▶ [Required task 1]
Pick out each line of the entries below that contains the string "striped". Match case exactly.

▶ [Source]
The author has developed and successfully used a novel and efficient method to reject the interfering Rayleigh light from detection in Raman microprobe spectroscopy on usually (110)-oriented laser facets (Epperlein, 1992). It employs crossed polarizations of incident and scattered light in conjunction with a commercial polarizing beamsplitter (PBS), which has polarization-dependent transmissions. This new method avoids all the drawbacks listed above for notch filters.
Figure 7.19 demonstrates the basic function by using a simple PBS, which consists of a pair of right-angled prisms, cemented together, hypotenuse-face to hypotenuse-face, with a special multilayer dielectric film in between. The incident light from the excitation laser is linearly polarized (p-polarization) such that it passes straight through the cube onto the laser facet surface with the correct polarization for symmetry-allowed Raman scattering (see Section 7.4.4 and Figure 7.20 below). Upon scattering, the Rayleigh light with unchanged polarization is transmitted back through the cube. In contrast, the interesting Raman light with a polarization orthogonal to that of the incident beam (s-polarization) is reflected by the multilayer dielectric film at a 90° angle and fed into the spectrometer for spectral detection.
The extinction ratio (ER) between Rayleigh and Raman light of this basic configuration is in the range of 10−2 to 10−3 at the detection input and the cut-off spectral range from the laser line is now dramatically reduced to about ±25 cm−1. By using a crossed pair of PBS cubes or a high-quality polarizing Thompson calcite prism ER can be further increased to 10−4–10−6 and Raman signals as close as ~10 cm−1 to the laser line can be detected, which is never possible with notch filters.
The requirements of the spectral detection system are enormously high considering the facts that, first, the Raman signal is many orders of magnitude weaker than the elastically scattered Rayleigh light and that, second, the difference between the Raman signal energy and laser light energy is extremely low, in the region of 1% of the laser energy. For example, 1% of the energy of the Ar+-laser 457.9 nm line amounts to 0.01×2.7 eV = 27 meV, which is a typical phonon energy in GaAs.
The spectrometer must meet stringent conditions to observe this weak sideband close to the strong laser line. It must have a high spectral resolving power Δλ/λ, which is for the double spectrometer in Figure 7.5 with a specified focus length of 0.85 m (effectively 0.9 m due to the detector column added) and dual-holographic grating greater than 104. This means that spectral structures separated by ≤0.05 nm can be resolved at an excitation laser line in the visible region.
Another stringent condition is that the stray light rejection ratio, that is, the ratio of the integrated background stray light to the signal light intensity, is sufficiently small. The specified stray light rejection ratio of the double spectrometer in Figure 7.5 is <10−14, which in combination with the use of the external PBS discussed above fully meets the requirements to perform high-performance reliable Raman spectroscopy measurements. Stray light, which is produced by imperfections in the optics and by the scattering of light at walls and dust particles inside the spectrometer, is about an order of magnitude less intense from holographic gratings than from ruled gratings. It can be further minimized by using a smooth sample surface and by flushing the spectrometer with a purified and inert purge gas such as nitrogen. This avoids negative effects such as water vapor absorption and oxygen/ozone contamination of the optics, although ozone buildup occurs only in the presence of deep UV radiation.

▶ [Source data]
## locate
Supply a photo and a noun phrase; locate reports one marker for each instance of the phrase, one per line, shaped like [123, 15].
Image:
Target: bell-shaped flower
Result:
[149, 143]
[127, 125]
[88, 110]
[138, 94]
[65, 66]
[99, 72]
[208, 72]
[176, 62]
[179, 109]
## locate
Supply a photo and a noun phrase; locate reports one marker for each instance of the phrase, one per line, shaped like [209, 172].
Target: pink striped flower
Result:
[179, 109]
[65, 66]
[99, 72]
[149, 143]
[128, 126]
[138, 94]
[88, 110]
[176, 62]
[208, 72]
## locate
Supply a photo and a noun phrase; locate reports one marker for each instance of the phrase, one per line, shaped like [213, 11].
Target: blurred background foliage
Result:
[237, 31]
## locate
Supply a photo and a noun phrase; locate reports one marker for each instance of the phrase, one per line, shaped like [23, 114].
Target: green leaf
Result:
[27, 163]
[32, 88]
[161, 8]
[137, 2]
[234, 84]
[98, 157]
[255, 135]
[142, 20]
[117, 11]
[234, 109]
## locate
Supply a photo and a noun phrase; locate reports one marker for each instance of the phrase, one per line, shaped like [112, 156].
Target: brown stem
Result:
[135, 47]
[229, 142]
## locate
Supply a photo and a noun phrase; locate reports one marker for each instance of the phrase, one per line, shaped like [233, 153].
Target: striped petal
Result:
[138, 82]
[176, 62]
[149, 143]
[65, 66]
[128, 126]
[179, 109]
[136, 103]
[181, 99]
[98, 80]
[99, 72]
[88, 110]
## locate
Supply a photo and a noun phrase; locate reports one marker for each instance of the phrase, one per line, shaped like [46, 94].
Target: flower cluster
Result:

▶ [Required task 2]
According to the passage on Raman spectroscopy, why does the polarizing beamsplitter send the Raman light into the spectrometer but not the Rayleigh light? Answer in one to three sentences.

▶ [Finished answer 1]
Target: pink striped flower
Target: striped petal

▶ [Finished answer 2]
The Rayleigh light keeps the incident beam's p-polarization, so it passes straight back through the cube. The Raman light has s-polarization, orthogonal to the incident beam. The multilayer dielectric film therefore reflects it at a 90° angle into the spectrometer.